## Directions
Return each entry unchanged.
- - -
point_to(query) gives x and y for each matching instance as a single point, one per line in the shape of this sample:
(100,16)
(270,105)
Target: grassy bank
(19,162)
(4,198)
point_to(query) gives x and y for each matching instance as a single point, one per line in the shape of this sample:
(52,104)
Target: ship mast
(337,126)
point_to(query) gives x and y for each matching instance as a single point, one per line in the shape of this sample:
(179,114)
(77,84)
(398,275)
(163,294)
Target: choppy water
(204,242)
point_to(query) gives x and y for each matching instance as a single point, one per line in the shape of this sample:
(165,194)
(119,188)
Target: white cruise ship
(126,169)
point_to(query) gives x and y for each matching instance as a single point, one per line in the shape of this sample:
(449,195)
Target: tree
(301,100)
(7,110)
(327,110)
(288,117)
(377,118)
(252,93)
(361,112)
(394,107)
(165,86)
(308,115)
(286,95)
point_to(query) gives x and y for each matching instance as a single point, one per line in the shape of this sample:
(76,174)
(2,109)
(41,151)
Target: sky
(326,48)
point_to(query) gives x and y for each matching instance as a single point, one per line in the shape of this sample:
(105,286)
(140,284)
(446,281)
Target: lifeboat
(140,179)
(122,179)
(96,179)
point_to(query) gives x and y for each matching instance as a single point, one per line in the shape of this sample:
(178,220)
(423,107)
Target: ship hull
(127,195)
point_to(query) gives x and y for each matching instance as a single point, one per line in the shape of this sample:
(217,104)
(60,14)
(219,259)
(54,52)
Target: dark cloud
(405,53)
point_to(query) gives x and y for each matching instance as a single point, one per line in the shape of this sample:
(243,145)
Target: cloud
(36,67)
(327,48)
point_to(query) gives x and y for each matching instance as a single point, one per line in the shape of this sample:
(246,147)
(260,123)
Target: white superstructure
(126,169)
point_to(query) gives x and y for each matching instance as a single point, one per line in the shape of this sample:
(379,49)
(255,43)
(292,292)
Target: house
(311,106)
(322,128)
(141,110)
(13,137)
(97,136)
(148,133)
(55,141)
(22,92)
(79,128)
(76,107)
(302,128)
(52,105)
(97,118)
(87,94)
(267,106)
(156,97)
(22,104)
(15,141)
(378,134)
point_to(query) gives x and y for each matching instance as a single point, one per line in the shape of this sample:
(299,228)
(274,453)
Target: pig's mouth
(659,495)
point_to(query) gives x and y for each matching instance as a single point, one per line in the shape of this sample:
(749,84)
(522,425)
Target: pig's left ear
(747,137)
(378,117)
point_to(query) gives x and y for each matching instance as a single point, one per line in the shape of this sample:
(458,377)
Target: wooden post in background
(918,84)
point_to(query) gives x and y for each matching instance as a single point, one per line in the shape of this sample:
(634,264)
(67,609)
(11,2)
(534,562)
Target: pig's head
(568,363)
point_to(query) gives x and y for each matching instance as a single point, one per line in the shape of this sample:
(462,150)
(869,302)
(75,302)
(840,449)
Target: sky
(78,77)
- - -
## Your solution
point_to(query) gives x and y for each matching instance as a single point, one per line in the shape of this sample:
(100,16)
(270,105)
Target: grassy bank
(19,162)
(4,198)
point_to(query) gives x and y for each matching instance as a single point, one per line in the shape of this sample:
(52,104)
Target: ship mast
(337,126)
point_to(query) gives x and y for each matching instance as a single point, one per line in the shape of this sample:
(179,114)
(77,84)
(398,275)
(163,294)
Target: choppy water
(204,242)
point_to(query) gives x and y for each matching instance as a single point, one per line in the shape of this sample:
(165,194)
(119,188)
Target: white cruise ship
(126,169)
point_to(query) gives x and y for each matching instance as a single point, one per line in the shape of this sample:
(449,195)
Target: tree
(301,100)
(7,110)
(327,110)
(288,117)
(377,118)
(252,93)
(361,112)
(394,107)
(165,86)
(308,115)
(286,95)
point_to(query) gives x and y for each matching instance as a single point, one per line in the shape of this sample:
(76,174)
(2,109)
(41,151)
Target: sky
(326,48)
point_to(query) gives x and y for each matching instance as a single point, one per line in the shape of this sample:
(105,286)
(140,284)
(446,281)
Target: lifeboat
(140,179)
(122,179)
(96,179)
point_to(query) gives x and y for each matching instance as a single point, one per line in the shape of this sample:
(178,220)
(423,107)
Target: ship hull
(127,195)
point_to(query) gives x and y for each matching instance as a single point, one per line in the shape of this sample:
(217,104)
(60,14)
(219,259)
(54,52)
Target: dark cloud
(405,53)
point_to(query) gives x and y for each matching instance as a single point, one per line in the shape of this sample:
(243,145)
Target: cloud
(36,67)
(327,48)
point_to(query) gives x and y for each matching instance as a single point, one per line in the shape of this sample:
(246,147)
(260,123)
Target: white superstructure
(126,169)
point_to(query) gives x and y for each matching instance as a single point, one per line in the shape of this sample:
(379,49)
(255,43)
(292,292)
Target: house
(311,106)
(322,128)
(141,110)
(13,137)
(97,136)
(148,133)
(55,141)
(22,92)
(79,128)
(76,107)
(302,128)
(52,105)
(97,118)
(87,94)
(267,106)
(156,97)
(22,104)
(15,141)
(378,134)
point_to(query) gives x and y for each matching instance as a single point, one per line in the shape of this sample:
(299,228)
(274,453)
Target: pig's mouth
(659,495)
point_to(query) gives x and y for each matching instance as a single point, one per line in the shape of this sample:
(749,84)
(522,425)
Target: pig's left ear
(747,137)
(378,117)
point_to(query) gives x and y for each matching instance as a single point, one per line in the shape of this sample:
(458,377)
Target: wooden post in background
(918,84)
point_to(query) gives x and y for each matching instance as a single point, one per line in the shape of this sample:
(634,264)
(67,609)
(11,2)
(534,562)
Target: pig's head
(568,363)
point_to(query) gives x and y for each matching instance as a single point, one per line in the shape of this sample:
(462,150)
(869,302)
(75,302)
(840,449)
Target: sky
(78,77)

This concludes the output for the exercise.